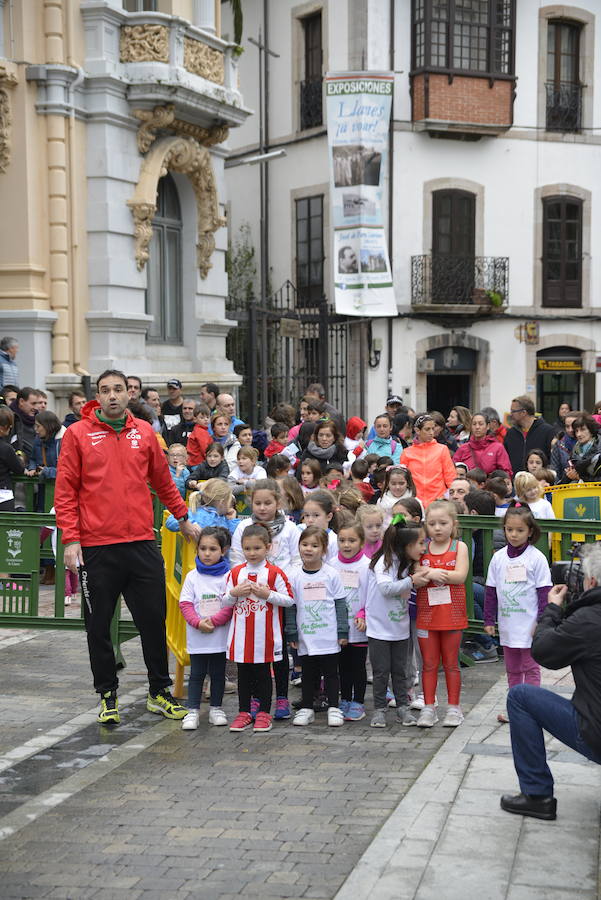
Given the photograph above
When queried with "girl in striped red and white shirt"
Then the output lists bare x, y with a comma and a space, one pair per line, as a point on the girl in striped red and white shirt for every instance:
256, 591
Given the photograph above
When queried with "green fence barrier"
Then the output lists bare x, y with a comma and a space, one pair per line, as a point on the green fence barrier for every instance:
562, 530
20, 556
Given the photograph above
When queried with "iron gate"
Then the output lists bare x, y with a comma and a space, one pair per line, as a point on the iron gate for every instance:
279, 347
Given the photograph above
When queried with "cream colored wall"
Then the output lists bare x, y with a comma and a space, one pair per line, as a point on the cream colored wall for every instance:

EXERCISE INSTRUCTIONS: Return all of the material exactly, without pictures.

SOLUTION FOR THIS TASK:
Given the photograph above
When queried with "girl in striped red and white shirt"
Then the output lists bare x, y with a comma and a space, one pair per line, as a point on the girl in striped red and white shirt for every instance:
256, 591
Given the photograph above
When queried with "green fence barrier"
Then the output lists bare x, y with a comma and a space, one pair per line, as a point on the green fence barrier for every instance:
562, 530
20, 556
Given the photograph above
When queried with "iron gate"
Then the output lists bare x, y with a comma and a space, one pair per line, as a point on the iron gate for every instance:
279, 347
Given the photograph above
When queried with "cream colored wall"
Then the output lists bare x, y with a comma and a space, one pair per line, as a point on the cream colored wall for every instance:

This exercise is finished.